• _Provided passage_
........

The Thanksgiving Miracle of Five Kernels of Corn

Bible and Holiday Dinner

Most of us learned about Thanksgiving in school. You know the drill. In 1620, the Pilgrims crossed the ocean blue and experienced a devastatingly harsh winter along the Massachusetts coast. About half of them perished. Spring finally arrived and a friendly Indian named Squanto helped the Pilgrims learn how to obtain food by stomping eels out of the mud and fertilizing corn with dead fish. The following fall, they celebrated an abundant harvest with a feast that became known as the first Thanksgiving. But there is more, much more. The string of miracles is nearly endless:

  • Many years before, the Separatists, later known as the Pilgrims, reached the breaking point of frustration and disappointment after enduring severe persecution by the Church of England. They “removed” to Leyden, Holland. After nearly a dozen years of severe adversity and personal toughening, it was time to leave. They came to believe the America was their “promised land.” They found their way back to England on the ship, Speedwell, prepared to join the Mayflower for the long difficult voyage to America. At Southhampton, their sponsors forcibly required them to accommodate 80 “strangers” who would later strain the best of interpersonal relationships. The Pilgrims numbers were reduced due to limited capacity on the ships. In July, 1620, they sailed west. In barely three days they had to return to England, because of structural problems with the masts on the Speedwell. Again, their numbers were reduced to stay within the carrying capacity of the Mayflower. God had sifted their numbers repeatedly. Only the hardiest of the hardy remained on the Mayflower for the epic journey.
  • Crossing the Atlantic Ocean, the Pilgrims endured “seven weeks of the hell of an ill-lighted, rolling, pitching, stinking inferno” as well as tormenting by the crew. All manner of sins were brought to the surface, confessed, and forgiven. By the time they reached land, they were a spiritually cleansed and extremely close-knit group. Adversity does that.

........

[Extracted listing]
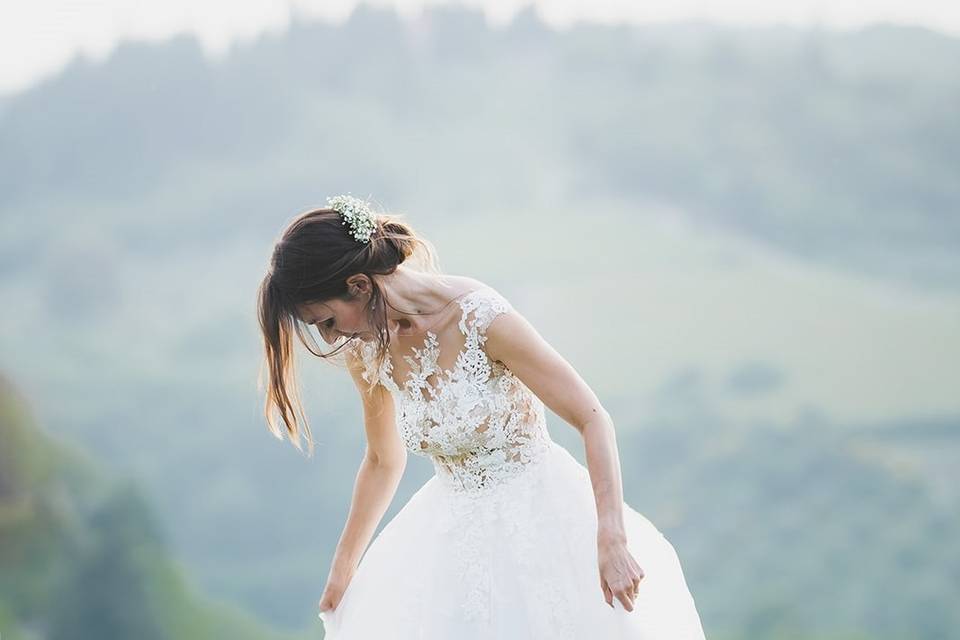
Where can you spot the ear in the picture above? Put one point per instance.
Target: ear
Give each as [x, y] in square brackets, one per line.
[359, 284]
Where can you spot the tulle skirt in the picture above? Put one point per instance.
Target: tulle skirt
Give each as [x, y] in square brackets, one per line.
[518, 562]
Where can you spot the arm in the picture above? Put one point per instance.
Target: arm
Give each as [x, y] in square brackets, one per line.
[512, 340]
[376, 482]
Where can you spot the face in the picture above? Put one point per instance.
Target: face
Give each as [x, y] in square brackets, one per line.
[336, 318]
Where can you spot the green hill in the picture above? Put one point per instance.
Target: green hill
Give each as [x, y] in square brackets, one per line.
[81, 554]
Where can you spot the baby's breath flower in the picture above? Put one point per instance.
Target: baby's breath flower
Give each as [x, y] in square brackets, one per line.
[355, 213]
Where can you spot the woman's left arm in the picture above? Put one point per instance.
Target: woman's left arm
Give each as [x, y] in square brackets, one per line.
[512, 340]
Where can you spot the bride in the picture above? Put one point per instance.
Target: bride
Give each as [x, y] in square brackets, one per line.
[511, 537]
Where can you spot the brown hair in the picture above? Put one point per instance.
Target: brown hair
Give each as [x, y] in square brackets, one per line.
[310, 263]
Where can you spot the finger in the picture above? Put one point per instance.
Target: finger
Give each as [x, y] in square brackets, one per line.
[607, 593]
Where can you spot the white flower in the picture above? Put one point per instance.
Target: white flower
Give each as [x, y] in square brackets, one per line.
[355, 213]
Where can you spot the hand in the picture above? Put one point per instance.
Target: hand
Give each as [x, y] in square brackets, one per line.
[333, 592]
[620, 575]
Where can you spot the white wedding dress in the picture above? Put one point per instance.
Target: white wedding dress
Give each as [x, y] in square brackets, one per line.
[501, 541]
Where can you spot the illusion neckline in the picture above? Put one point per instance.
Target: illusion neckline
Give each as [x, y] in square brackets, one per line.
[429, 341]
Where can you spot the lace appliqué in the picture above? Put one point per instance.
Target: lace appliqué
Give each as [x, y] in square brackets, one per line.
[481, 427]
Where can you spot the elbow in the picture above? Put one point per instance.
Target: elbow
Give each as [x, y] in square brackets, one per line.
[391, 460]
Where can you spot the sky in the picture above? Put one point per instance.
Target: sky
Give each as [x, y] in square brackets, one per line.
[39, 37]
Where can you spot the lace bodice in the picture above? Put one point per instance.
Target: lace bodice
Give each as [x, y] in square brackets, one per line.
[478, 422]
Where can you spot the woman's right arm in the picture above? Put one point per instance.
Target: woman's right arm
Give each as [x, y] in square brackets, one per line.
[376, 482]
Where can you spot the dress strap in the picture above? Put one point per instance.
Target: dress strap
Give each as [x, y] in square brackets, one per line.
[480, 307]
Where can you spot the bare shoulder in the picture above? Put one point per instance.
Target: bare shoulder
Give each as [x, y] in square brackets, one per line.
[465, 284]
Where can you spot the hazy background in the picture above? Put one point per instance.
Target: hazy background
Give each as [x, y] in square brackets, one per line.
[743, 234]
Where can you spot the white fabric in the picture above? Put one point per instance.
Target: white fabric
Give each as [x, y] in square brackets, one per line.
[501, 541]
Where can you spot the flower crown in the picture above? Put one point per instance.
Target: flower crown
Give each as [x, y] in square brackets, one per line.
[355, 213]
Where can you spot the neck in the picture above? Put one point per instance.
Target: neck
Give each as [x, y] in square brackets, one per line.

........

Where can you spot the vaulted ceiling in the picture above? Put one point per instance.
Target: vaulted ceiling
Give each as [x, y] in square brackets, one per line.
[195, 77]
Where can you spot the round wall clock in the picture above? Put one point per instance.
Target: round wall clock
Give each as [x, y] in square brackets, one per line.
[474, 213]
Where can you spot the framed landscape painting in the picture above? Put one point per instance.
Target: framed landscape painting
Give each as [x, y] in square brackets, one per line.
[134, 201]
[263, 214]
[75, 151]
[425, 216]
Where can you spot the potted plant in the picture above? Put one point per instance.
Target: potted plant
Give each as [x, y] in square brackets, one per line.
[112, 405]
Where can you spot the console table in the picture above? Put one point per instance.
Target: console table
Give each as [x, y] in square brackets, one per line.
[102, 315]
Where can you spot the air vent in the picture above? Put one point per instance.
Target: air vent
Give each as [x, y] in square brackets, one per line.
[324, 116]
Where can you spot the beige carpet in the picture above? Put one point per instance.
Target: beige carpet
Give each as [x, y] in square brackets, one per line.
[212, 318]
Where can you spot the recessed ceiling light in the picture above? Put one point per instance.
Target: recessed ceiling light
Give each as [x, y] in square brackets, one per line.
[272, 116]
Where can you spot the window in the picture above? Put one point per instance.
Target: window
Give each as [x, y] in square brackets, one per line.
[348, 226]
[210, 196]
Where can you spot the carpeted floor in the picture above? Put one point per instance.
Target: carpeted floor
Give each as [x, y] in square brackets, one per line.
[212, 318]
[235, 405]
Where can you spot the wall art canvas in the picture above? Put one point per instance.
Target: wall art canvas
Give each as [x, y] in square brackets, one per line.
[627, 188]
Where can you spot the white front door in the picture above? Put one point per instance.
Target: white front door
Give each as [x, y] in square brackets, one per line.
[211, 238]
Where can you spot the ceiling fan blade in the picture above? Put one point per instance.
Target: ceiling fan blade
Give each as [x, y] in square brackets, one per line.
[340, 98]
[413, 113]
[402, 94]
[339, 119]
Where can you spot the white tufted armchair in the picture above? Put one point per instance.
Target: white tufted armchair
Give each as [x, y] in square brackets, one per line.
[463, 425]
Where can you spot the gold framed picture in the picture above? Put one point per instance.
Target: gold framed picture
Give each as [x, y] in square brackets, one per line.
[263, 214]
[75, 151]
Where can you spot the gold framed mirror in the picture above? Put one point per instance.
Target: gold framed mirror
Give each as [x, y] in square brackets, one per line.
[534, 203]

........

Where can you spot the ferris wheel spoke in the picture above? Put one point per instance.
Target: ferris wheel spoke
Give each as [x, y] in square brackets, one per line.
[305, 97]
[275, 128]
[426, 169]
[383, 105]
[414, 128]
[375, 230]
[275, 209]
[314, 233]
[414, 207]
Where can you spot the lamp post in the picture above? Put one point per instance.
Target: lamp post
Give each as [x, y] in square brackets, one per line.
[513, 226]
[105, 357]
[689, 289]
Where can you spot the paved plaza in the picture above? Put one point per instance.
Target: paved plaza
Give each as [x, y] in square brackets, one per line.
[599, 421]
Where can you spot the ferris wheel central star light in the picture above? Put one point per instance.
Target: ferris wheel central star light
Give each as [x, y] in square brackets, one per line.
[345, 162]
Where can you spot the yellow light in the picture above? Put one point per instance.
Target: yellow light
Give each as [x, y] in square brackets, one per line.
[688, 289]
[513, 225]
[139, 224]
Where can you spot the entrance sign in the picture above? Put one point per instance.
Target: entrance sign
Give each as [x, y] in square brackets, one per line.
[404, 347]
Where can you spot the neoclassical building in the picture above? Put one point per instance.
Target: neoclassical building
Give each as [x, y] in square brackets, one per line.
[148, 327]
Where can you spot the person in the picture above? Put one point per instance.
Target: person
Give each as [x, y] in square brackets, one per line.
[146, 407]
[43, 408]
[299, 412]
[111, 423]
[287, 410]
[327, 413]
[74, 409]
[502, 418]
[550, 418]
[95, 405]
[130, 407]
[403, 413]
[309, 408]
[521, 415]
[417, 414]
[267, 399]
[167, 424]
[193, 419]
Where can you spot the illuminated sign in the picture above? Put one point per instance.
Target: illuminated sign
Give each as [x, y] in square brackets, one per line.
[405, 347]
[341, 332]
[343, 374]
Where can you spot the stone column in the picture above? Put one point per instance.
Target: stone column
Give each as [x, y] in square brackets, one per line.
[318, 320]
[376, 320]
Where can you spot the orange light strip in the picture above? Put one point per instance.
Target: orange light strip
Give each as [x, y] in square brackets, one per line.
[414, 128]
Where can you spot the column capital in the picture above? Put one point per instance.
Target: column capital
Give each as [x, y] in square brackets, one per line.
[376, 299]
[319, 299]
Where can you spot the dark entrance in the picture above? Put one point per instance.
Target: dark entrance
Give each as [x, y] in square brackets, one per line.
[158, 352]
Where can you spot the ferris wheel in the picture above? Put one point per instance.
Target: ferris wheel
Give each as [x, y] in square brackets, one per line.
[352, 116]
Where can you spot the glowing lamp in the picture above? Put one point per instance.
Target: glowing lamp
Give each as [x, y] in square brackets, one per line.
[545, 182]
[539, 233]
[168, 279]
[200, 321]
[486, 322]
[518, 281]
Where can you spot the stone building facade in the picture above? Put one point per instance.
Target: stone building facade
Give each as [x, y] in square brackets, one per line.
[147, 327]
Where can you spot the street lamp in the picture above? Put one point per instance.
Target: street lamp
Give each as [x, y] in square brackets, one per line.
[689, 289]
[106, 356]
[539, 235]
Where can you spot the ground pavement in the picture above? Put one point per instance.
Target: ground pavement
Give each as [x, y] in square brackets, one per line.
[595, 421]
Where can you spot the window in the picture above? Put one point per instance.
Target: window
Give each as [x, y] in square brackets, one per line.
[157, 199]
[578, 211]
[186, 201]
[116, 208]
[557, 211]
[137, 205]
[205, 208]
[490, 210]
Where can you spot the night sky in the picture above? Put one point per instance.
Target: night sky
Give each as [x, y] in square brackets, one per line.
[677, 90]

........

• _Required work_
(1) Answer these questions from the Thanksgiving passage.
(a) About what share of the Pilgrims died during the harsh winter on the Massachusetts coast?
(b) To what place did the Separatists "remove" after the Church of England persecuted them?
(c) How long did the Pilgrims endure the Atlantic crossing?
(2) Please work out how many lines of the listing contain the string "door", where case counts. Reply with the number and nothing else.

• _Exercise responses_
(1)
(a) About half of them.
(b) Leyden, Holland.
(c) Seven weeks.

(2) 2